### WHAT IS NEEDED
Retype word for word the lines of the data below, from the first to the one bearing "the window pane", with that one included.

.....

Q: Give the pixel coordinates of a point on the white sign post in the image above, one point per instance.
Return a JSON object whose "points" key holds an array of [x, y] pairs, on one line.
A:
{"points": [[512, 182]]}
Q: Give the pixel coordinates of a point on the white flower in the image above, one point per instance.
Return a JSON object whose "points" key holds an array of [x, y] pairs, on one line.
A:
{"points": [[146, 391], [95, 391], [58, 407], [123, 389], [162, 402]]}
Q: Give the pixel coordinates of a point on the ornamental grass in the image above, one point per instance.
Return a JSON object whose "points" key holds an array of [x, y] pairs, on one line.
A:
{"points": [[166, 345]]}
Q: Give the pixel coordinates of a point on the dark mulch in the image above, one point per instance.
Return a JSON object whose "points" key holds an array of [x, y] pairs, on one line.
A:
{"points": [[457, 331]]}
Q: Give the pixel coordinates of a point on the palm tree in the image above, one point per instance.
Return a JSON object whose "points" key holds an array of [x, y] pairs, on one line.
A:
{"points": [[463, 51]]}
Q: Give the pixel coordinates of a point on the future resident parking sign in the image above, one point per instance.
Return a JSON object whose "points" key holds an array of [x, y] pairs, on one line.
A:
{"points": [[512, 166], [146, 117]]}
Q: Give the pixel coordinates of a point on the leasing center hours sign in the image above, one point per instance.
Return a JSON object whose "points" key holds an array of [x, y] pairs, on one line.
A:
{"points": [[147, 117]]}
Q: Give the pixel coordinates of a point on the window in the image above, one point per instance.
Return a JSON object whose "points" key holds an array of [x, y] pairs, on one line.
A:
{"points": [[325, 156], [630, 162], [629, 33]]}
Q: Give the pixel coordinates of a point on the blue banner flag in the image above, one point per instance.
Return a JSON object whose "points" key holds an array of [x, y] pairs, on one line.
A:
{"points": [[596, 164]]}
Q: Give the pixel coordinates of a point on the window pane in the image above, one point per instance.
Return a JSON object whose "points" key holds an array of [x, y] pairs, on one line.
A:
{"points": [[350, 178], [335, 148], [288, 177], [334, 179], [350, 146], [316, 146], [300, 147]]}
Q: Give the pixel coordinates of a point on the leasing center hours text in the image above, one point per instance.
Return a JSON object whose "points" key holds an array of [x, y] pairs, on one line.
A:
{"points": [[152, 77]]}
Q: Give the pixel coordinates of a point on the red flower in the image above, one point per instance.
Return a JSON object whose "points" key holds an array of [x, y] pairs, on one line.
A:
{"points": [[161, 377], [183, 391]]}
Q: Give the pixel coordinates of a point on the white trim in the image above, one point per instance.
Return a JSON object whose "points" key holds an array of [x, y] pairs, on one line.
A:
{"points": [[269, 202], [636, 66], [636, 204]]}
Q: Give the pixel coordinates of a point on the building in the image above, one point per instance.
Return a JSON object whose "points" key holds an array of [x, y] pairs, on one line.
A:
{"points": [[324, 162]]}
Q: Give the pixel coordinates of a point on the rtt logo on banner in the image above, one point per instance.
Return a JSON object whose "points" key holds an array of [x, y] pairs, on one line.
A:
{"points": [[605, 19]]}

.....

### ANSWER SECTION
Q: Give the pixel coordinates of a point on the white sign post in the image above, one point per instance.
Return a JSON object whose "points" key holds an array of [x, y] pairs, on one line.
A:
{"points": [[512, 182]]}
Q: Give the pixel coordinates of a point on the white flower in the image above, one point per instance.
Return a JSON object whose "points" key holds an array of [x, y] pairs, on one line.
A:
{"points": [[146, 391], [95, 391], [58, 407], [123, 389], [162, 402]]}
Q: Give the pixel coordinates of a point on the ornamental grass in the image above, one point per instance.
Return a JSON object whose "points" key holds an array of [x, y] pairs, on one line.
A:
{"points": [[166, 345]]}
Q: Give the pixel coordinates of a point on the dark mulch in the image above, one point per instance.
Return a JSON object whose "points" key holds an array of [x, y] pairs, on one line.
A:
{"points": [[457, 331]]}
Q: Give the pixel coordinates of a point on the palm tree in the image above, one point per instance.
Return a JSON object whose "points" key holds an array of [x, y] pairs, on one line.
A:
{"points": [[463, 51]]}
Q: Give the pixel coordinates of a point on the future resident parking sign in the image above, one point per instance.
Return a JSON object whose "points" key holds an array of [x, y] pairs, on one line.
A:
{"points": [[512, 166], [146, 117]]}
Q: Give the pixel coordinates of a point on the leasing center hours sign in the image above, one point per instance.
Return a JSON object whose "points" key holds an array of [x, y] pairs, on one line.
A:
{"points": [[147, 117]]}
Q: Give the pixel coordinates of a point on the window in the image above, one point per instance.
Return a JSON object whose "points" key holds an array of [x, y] pairs, on one line.
A:
{"points": [[325, 156], [630, 162], [629, 33]]}
Q: Give the pixel coordinates of a point on the blue banner flag in the image above, one point per instance.
Return a JSON object whose "points" key holds an array of [x, y] pairs, on one line.
A:
{"points": [[596, 164]]}
Q: Give the pixel coordinates of a point on the window pane in the image above, one point per instance.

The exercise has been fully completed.